> INSTRUCTIONS TO FOLLOW
Reproduce the text below on building a sync process for Airtable's API, word for word and in full.

> DOCUMENT
.....
After the concept of Sequin crystallized, we knew we had to get something to market quickly. But it turns out that most APIs are not designed to service real-time replication. The first API we supported – Airtable – is no exception.

Airtable's API presents some unique challenges, which I'll touch on first. Then I'll describe how we built a minimum-viable sync process that was fast and reliable enough to get us our first customers. From there, you'll see how we iteratively built and improved our sync process layer-by-layer.

Challenges

With Airtable's API:

  • There's no way to figure out what's changed
  • The schema can change at any time
  • Throughput is low

Breaking these challenges down:

No way to figure out what's changed

There's no way around it: we have to sweep every table, all the time.

For Airtable, it's difficult to see what's changed in a base. First, you have to make requests against each individual table. Given that Airtable's API is limited to 5 requests/second, if you have more than a few tables our dream of sub-second lag time becomes difficult to attain.
.....
> DATA SECTION
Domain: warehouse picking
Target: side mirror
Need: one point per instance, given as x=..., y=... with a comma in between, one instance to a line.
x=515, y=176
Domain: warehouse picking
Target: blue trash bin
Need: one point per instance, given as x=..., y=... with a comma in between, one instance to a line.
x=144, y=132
.....
> OUTPUT FOR THIS EXERCISE
After the concept of Sequin crystallized, we knew we had to get something to market quickly. But it turns out that most APIs are not designed to service real-time replication. The first API we supported – Airtable – is no exception.

Airtable's API presents some unique challenges, which I'll touch on first. Then I'll describe how we built a minimum-viable sync process that was fast and reliable enough to get us our first customers. From there, you'll see how we iteratively built and improved our sync process layer-by-layer.

Challenges

With Airtable's API:

  • There's no way to figure out what's changed
  • The schema can change at any time
  • Throughput is low

Breaking these challenges down:

No way to figure out what's changed

There's no way around it: we have to sweep every table, all the time.

For Airtable, it's difficult to see what's changed in a base. First, you have to make requests against each individual table. Given that Airtable's API is limited to 5 requests/second, if you have more than a few tables our dream of sub-second lag time becomes difficult to attain.